### Input material

..............................

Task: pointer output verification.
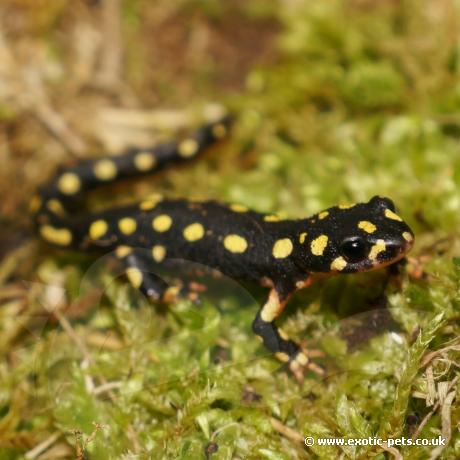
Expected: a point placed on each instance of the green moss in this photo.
(361, 101)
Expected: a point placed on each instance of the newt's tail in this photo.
(55, 203)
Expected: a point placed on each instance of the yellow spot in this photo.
(318, 245)
(219, 131)
(238, 207)
(271, 309)
(97, 229)
(235, 243)
(105, 169)
(59, 236)
(302, 359)
(55, 206)
(158, 253)
(408, 237)
(283, 334)
(188, 148)
(391, 215)
(69, 183)
(162, 223)
(302, 237)
(127, 225)
(281, 356)
(193, 232)
(282, 248)
(123, 251)
(135, 276)
(376, 249)
(367, 226)
(150, 202)
(171, 294)
(271, 218)
(144, 161)
(35, 204)
(338, 264)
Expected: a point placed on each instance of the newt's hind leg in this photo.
(277, 341)
(139, 273)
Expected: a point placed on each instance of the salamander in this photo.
(283, 255)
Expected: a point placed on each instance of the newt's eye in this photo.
(354, 249)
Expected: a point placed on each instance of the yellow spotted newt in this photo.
(283, 255)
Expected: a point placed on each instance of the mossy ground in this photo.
(336, 102)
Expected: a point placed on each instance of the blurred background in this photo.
(335, 102)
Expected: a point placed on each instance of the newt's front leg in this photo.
(277, 341)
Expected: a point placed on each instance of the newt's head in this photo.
(355, 238)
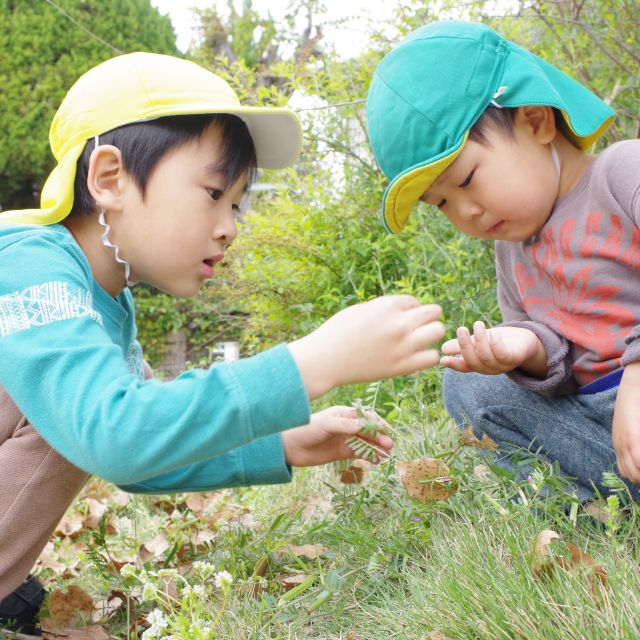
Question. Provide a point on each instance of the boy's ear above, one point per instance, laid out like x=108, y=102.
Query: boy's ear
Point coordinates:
x=106, y=177
x=540, y=119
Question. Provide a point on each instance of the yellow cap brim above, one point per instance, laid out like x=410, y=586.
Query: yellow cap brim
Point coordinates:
x=403, y=193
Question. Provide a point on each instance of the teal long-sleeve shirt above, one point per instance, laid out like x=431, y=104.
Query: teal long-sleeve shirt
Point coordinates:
x=70, y=361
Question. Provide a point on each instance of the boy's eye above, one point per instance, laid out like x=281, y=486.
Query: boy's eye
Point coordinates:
x=467, y=182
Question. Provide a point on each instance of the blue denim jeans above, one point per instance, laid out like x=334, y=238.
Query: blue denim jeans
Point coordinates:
x=573, y=430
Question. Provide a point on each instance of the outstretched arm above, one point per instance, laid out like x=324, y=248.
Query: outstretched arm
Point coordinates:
x=626, y=424
x=324, y=438
x=494, y=351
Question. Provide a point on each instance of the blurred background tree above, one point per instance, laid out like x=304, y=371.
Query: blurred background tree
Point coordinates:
x=43, y=50
x=311, y=239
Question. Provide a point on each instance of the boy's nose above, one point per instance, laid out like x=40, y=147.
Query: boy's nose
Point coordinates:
x=227, y=229
x=468, y=209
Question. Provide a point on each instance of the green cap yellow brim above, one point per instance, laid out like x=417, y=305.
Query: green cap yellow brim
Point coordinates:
x=402, y=194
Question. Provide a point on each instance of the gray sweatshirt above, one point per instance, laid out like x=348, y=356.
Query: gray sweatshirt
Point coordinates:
x=576, y=284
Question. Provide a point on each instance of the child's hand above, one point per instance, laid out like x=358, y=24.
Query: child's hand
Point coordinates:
x=379, y=339
x=626, y=424
x=495, y=351
x=323, y=439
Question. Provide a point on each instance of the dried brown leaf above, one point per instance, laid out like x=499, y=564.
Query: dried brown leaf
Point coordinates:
x=92, y=632
x=469, y=439
x=579, y=557
x=202, y=537
x=70, y=525
x=288, y=582
x=427, y=479
x=311, y=551
x=543, y=541
x=69, y=607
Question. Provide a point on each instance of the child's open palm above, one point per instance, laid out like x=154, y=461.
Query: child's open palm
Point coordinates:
x=324, y=439
x=493, y=351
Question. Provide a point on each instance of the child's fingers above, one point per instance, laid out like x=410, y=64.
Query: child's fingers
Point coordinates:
x=467, y=349
x=482, y=345
x=451, y=347
x=457, y=364
x=498, y=346
x=427, y=334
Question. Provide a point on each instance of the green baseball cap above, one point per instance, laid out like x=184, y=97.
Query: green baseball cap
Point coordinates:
x=430, y=90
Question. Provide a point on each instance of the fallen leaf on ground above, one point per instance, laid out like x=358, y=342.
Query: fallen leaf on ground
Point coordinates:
x=288, y=582
x=66, y=608
x=154, y=548
x=92, y=632
x=427, y=479
x=70, y=525
x=469, y=439
x=543, y=563
x=202, y=537
x=579, y=557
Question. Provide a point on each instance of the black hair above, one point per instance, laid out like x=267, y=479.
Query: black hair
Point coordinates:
x=144, y=144
x=502, y=121
x=493, y=120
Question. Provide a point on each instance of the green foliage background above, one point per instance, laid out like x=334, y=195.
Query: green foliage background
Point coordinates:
x=42, y=53
x=312, y=242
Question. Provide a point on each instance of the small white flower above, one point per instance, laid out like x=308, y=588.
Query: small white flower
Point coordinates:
x=158, y=623
x=198, y=591
x=223, y=579
x=169, y=574
x=203, y=569
x=148, y=591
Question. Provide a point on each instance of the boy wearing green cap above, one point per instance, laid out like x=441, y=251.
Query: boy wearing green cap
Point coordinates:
x=498, y=140
x=154, y=154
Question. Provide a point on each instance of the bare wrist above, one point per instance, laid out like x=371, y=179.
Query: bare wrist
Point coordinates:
x=309, y=361
x=536, y=364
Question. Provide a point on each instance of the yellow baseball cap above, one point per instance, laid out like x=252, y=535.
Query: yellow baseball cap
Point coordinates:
x=138, y=87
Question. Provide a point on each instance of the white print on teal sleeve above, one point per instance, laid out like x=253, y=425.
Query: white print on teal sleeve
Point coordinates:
x=44, y=304
x=135, y=360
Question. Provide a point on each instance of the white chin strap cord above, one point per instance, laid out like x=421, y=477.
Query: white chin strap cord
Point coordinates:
x=105, y=237
x=556, y=159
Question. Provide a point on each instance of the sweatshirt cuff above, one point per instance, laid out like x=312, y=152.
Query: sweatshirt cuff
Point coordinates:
x=559, y=378
x=275, y=398
x=264, y=463
x=632, y=352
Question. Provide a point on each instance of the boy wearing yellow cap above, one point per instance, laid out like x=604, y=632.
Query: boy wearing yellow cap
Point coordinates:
x=498, y=140
x=154, y=154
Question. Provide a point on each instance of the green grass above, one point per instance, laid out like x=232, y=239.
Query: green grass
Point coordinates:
x=392, y=568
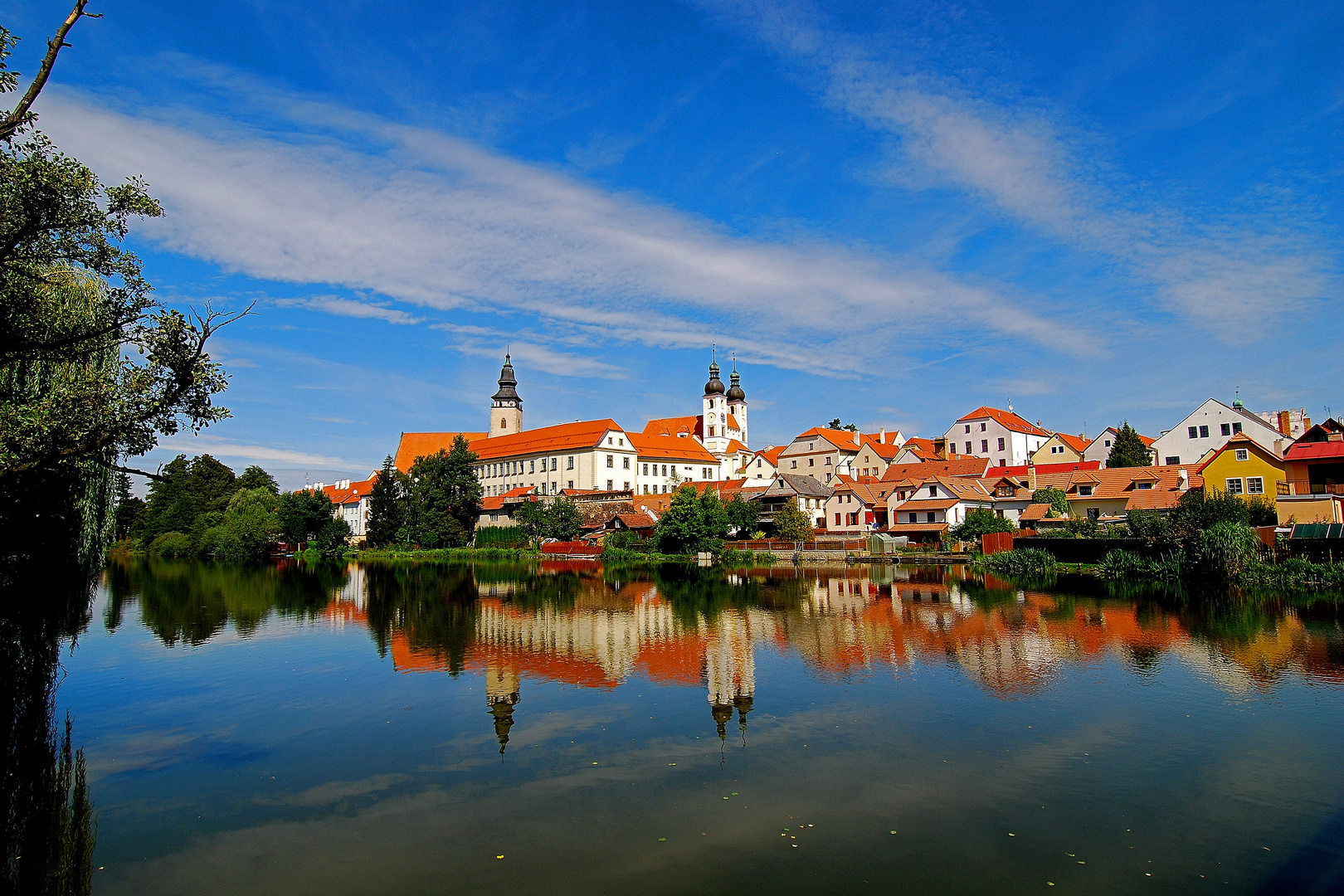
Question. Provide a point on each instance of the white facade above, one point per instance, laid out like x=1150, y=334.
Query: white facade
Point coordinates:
x=1207, y=429
x=1001, y=437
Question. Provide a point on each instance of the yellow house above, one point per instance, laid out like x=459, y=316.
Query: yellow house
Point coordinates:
x=1244, y=468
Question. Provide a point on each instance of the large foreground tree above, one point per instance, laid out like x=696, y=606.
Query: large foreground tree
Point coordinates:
x=91, y=368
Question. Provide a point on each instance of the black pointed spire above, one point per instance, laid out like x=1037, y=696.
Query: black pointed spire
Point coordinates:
x=735, y=392
x=509, y=384
x=715, y=384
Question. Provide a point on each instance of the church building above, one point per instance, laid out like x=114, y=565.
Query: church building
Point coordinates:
x=597, y=455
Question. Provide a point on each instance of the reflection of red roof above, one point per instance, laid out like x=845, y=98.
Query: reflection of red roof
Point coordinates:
x=1007, y=419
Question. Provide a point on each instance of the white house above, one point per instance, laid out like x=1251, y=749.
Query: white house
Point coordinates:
x=1003, y=437
x=1207, y=429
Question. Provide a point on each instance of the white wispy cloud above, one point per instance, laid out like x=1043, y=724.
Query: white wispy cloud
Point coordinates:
x=219, y=448
x=1226, y=270
x=351, y=308
x=424, y=218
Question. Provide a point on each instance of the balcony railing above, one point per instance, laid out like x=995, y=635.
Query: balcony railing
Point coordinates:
x=1307, y=486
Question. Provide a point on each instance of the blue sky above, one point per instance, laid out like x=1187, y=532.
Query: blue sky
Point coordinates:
x=893, y=214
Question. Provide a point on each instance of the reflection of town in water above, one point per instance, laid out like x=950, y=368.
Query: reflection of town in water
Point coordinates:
x=574, y=624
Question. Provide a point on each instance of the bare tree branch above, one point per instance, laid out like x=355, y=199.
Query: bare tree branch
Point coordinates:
x=22, y=113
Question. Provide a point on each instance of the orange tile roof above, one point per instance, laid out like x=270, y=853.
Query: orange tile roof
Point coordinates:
x=1077, y=442
x=1004, y=418
x=414, y=445
x=840, y=438
x=960, y=468
x=683, y=426
x=670, y=448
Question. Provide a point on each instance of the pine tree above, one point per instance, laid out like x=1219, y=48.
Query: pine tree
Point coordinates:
x=1127, y=449
x=386, y=505
x=714, y=514
x=793, y=524
x=682, y=528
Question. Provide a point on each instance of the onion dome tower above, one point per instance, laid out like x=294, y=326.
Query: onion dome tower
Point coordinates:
x=738, y=402
x=505, y=405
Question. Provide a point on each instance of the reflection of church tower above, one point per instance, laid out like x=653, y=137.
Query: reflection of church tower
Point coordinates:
x=730, y=668
x=502, y=694
x=505, y=405
x=714, y=409
x=738, y=402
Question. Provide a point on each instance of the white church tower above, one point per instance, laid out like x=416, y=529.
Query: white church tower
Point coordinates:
x=714, y=412
x=738, y=403
x=505, y=405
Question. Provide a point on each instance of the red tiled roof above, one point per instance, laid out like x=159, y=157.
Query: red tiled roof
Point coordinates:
x=416, y=445
x=1004, y=418
x=1020, y=470
x=680, y=426
x=1077, y=442
x=973, y=466
x=1313, y=450
x=670, y=448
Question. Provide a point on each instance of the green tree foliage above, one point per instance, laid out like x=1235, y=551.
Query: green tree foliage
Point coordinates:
x=566, y=519
x=533, y=519
x=1127, y=449
x=71, y=299
x=446, y=497
x=301, y=514
x=714, y=516
x=246, y=529
x=186, y=492
x=793, y=524
x=387, y=507
x=254, y=477
x=682, y=528
x=332, y=539
x=743, y=514
x=980, y=522
x=1057, y=500
x=130, y=511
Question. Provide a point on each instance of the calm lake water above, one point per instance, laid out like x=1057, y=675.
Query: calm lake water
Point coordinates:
x=559, y=728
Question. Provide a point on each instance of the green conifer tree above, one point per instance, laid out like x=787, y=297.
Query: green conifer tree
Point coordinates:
x=1127, y=449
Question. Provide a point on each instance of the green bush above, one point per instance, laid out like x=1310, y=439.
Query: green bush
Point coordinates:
x=171, y=544
x=1029, y=563
x=502, y=536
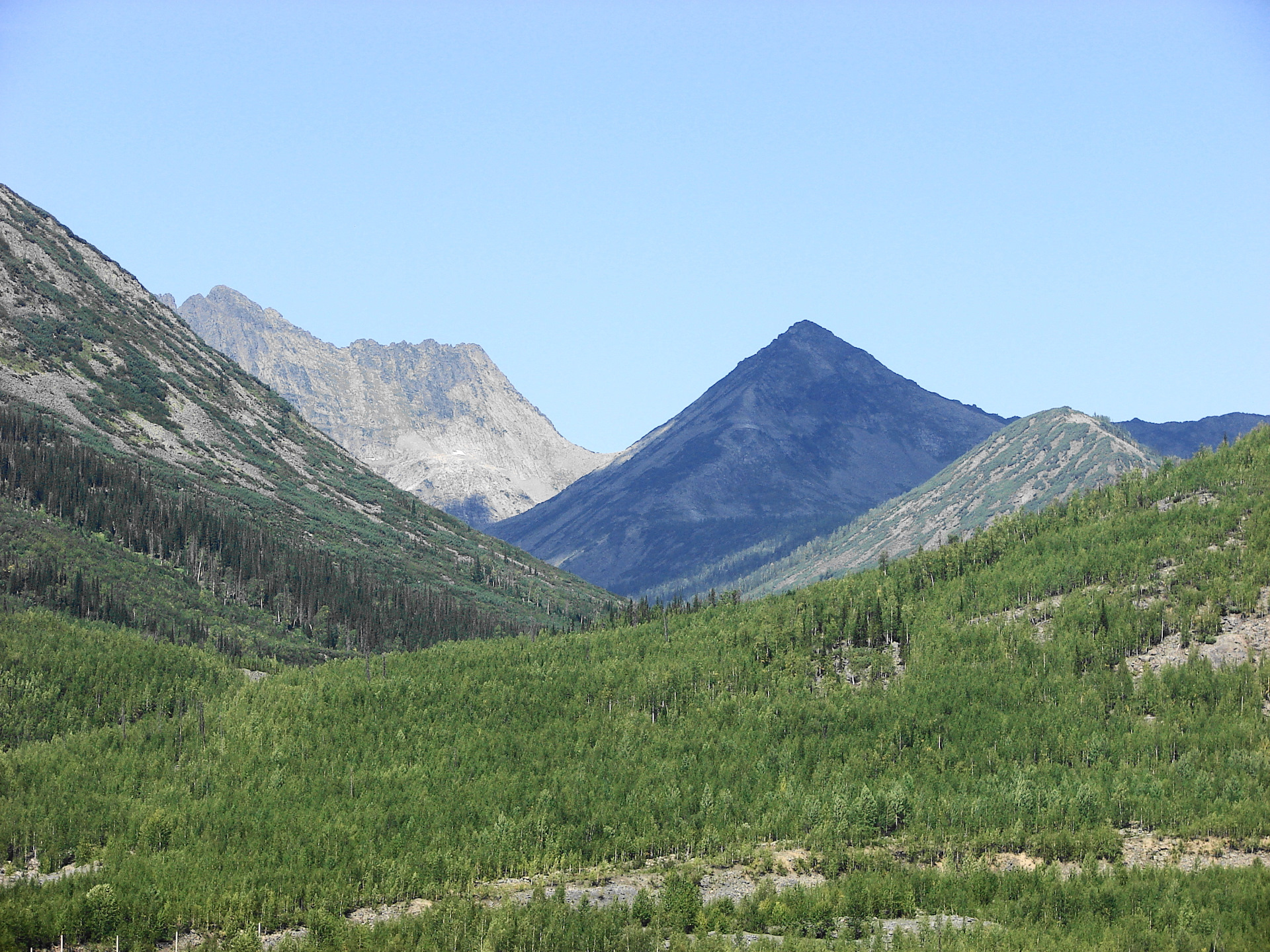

..............................

### Task item
Reproduce exactly, and with no other material, the lines between those holding "Question. Provide a point on each instance of the outstretched" and "Query: boy's nose", inclusive.

### Answer to this exercise
Question. Provide a point on each instance of the outstretched arm above, one point per instance, laid out like x=324, y=248.
Query: outstretched arm
Point coordinates:
x=626, y=424
x=324, y=438
x=494, y=351
Question. Provide a point on each instance of the blurred background tree above, one point per instance, laid out like x=304, y=371.
Query: blurred background tree
Point coordinates:
x=43, y=50
x=311, y=239
Question. Provide a point on each instance of the boy's nose above, one point per instance, laid out like x=40, y=147.
Query: boy's nose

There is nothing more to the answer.